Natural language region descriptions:
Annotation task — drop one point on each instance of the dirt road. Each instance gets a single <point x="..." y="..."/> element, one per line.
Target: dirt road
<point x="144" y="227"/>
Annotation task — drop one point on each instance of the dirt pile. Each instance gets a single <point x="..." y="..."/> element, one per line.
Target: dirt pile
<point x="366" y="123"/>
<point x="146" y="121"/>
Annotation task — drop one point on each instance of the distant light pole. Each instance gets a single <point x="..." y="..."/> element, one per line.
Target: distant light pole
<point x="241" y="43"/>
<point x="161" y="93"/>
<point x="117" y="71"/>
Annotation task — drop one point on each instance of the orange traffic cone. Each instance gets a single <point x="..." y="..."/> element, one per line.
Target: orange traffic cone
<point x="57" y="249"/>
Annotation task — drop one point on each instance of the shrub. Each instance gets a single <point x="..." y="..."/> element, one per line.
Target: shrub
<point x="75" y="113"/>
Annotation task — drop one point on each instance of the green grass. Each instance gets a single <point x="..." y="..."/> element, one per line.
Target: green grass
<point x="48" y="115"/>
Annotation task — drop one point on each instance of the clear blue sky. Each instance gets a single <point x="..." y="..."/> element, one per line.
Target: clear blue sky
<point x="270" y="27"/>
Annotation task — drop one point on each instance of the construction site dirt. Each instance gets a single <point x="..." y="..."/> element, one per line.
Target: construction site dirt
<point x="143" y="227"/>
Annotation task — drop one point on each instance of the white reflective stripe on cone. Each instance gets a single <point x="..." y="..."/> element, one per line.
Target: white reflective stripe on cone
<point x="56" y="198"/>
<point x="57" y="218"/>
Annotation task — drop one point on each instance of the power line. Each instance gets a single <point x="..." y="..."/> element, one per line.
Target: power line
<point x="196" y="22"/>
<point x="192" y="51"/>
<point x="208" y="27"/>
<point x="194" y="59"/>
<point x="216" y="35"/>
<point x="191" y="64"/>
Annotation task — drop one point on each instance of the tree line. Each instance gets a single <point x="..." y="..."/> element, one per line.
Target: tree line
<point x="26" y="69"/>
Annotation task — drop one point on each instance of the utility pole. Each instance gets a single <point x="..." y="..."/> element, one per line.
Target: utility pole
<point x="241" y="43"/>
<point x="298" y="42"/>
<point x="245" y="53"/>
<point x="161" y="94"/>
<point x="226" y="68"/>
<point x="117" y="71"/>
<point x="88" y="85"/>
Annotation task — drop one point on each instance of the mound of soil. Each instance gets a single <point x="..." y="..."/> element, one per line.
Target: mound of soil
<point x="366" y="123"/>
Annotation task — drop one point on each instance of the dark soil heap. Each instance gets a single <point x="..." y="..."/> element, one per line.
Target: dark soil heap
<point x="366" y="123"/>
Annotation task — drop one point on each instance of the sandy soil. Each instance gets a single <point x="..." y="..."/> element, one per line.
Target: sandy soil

EXERCISE OBJECTIVE: Out of the records, collect only those lines that contain the string "sandy".

WRITTEN ANSWER:
Annotation task — drop one point on each instance of the sandy soil. Each instance gets a single <point x="..." y="..."/> element, one per line.
Target: sandy soil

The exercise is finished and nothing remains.